Records drawn from a dataset:
"""
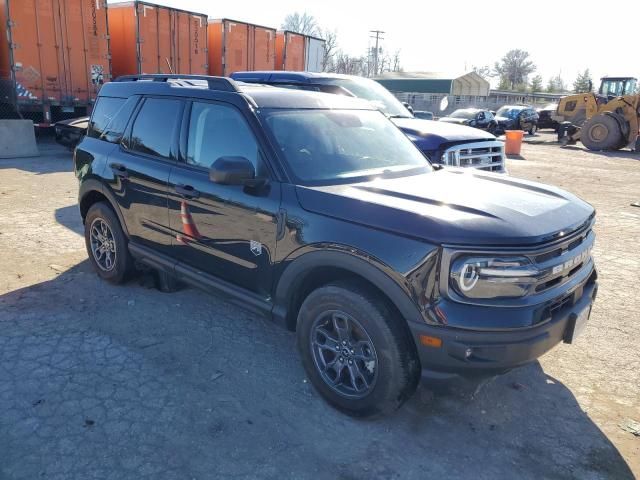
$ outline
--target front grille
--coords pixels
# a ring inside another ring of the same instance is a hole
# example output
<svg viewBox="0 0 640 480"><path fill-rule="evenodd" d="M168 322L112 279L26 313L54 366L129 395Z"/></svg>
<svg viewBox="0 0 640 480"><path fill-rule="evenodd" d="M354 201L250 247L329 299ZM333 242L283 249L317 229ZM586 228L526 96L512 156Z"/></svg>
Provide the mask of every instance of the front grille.
<svg viewBox="0 0 640 480"><path fill-rule="evenodd" d="M488 172L506 172L504 143L498 140L463 143L448 148L441 161L451 167L469 167Z"/></svg>
<svg viewBox="0 0 640 480"><path fill-rule="evenodd" d="M569 282L585 266L591 264L591 249L595 234L589 228L542 252L528 255L541 272L534 284L535 293Z"/></svg>

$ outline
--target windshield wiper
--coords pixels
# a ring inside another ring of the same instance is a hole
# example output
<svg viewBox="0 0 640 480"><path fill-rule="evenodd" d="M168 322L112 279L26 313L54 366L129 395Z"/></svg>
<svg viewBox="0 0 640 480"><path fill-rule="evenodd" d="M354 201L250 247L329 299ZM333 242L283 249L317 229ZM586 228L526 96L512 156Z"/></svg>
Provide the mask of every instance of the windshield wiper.
<svg viewBox="0 0 640 480"><path fill-rule="evenodd" d="M389 118L413 118L410 115L388 115Z"/></svg>

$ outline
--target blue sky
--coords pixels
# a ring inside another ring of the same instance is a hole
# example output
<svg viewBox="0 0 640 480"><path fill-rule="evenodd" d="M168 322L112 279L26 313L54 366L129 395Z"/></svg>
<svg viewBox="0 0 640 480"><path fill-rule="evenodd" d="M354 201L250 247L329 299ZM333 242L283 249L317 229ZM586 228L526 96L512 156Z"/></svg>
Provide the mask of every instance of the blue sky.
<svg viewBox="0 0 640 480"><path fill-rule="evenodd" d="M110 2L115 3L115 2ZM508 49L527 50L548 77L561 73L567 83L590 68L602 75L640 76L638 62L623 63L625 50L638 48L640 1L604 4L575 0L346 1L346 0L155 0L155 3L279 27L287 13L308 12L334 29L343 50L364 54L369 30L384 30L387 51L401 51L406 71L464 71L493 65ZM630 19L620 29L612 18ZM636 19L636 20L633 20ZM605 22L599 27L599 22ZM635 23L634 23L635 22ZM616 53L620 52L620 53ZM597 81L596 81L597 83Z"/></svg>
"""
| WORK TO BE COMPLETED |
Return from the data every line that holds "target".

| ANSWER TO THE PROBLEM |
--target front grille
--target windshield wiper
--target blue sky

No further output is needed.